Aim of the task: Reproduce every record exactly as written.

Task data section start

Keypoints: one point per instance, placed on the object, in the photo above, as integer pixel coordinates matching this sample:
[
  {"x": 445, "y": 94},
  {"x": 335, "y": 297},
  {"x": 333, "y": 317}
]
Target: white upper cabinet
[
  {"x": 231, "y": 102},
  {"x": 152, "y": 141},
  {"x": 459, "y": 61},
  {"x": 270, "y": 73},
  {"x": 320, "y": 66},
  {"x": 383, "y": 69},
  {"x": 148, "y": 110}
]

Task data section end

Task response:
Keypoints: one point per instance, placed on the object, in the photo above, as integer pixel coordinates matching this sample:
[
  {"x": 445, "y": 94},
  {"x": 335, "y": 297},
  {"x": 333, "y": 317}
]
Target: white upper cabinet
[
  {"x": 231, "y": 102},
  {"x": 152, "y": 141},
  {"x": 459, "y": 61},
  {"x": 270, "y": 73},
  {"x": 320, "y": 66},
  {"x": 383, "y": 69},
  {"x": 148, "y": 110}
]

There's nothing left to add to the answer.